■ **Requirement 1**: In the article on vaccine hesitancy, how many Americans said in the NPR poll that they would refuse a COVID-19 vaccine if offered one?
■ **Requirement 2**: Retype the passage of the vaccine hesitancy article between "Overcoming vaccine hesitancy" and "the COVID inoculated.", inclusive.

Overcoming vaccine hesitancy is the next big challenge in returning to ‘normal’

From the beginning of this bloody thing, even with uncertainty and confusion on all fronts, one thing was always known: vaccines would save the day.

Everything else — from PPE to stimulus — has simply been to tide us over, to keep us safe and save our lives until that wondrous day arrives when our country can truly return to “normal.”

Yet for all their promise, a stockpile of viable vaccines is only half the battle. Although those of us desperate for a jab cannot fathom it, many people simply refuse to join the ranks of the COVID inoculated.

Last month, NPR released a poll revealing that one in four Americans say they would refuse a COVID-19 vaccine if offered one.

In Canada, the picture is only slightly less grim. An Abacus poll from April found that eight per cent of Canadians said they “will never take” a COVID-19 vaccine, while 28 per cent would rather wait or would prefer not to take the vaccine. The NPR-Abacus findings are apples to oranges, but that level of hesitancy response does not inspire hope for the prime minister’s “one-shot summer.”

■ **Data**:
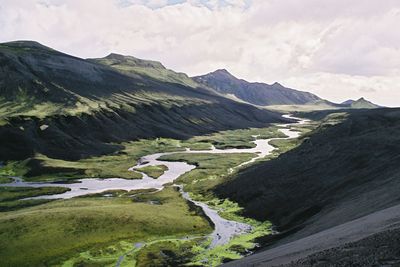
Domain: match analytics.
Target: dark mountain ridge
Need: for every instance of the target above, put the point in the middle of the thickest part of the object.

■ **Exercise response 1**: One in four Americans.

■ **Exercise response 2**:
Overcoming vaccine hesitancy is the next big challenge in returning to ‘normal’

From the beginning of this bloody thing, even with uncertainty and confusion on all fronts, one thing was always known: vaccines would save the day.

Everything else — from PPE to stimulus — has simply been to tide us over, to keep us safe and save our lives until that wondrous day arrives when our country can truly return to “normal.”

Yet for all their promise, a stockpile of viable vaccines is only half the battle. Although those of us desperate for a jab cannot fathom it, many people simply refuse to join the ranks of the COVID inoculated.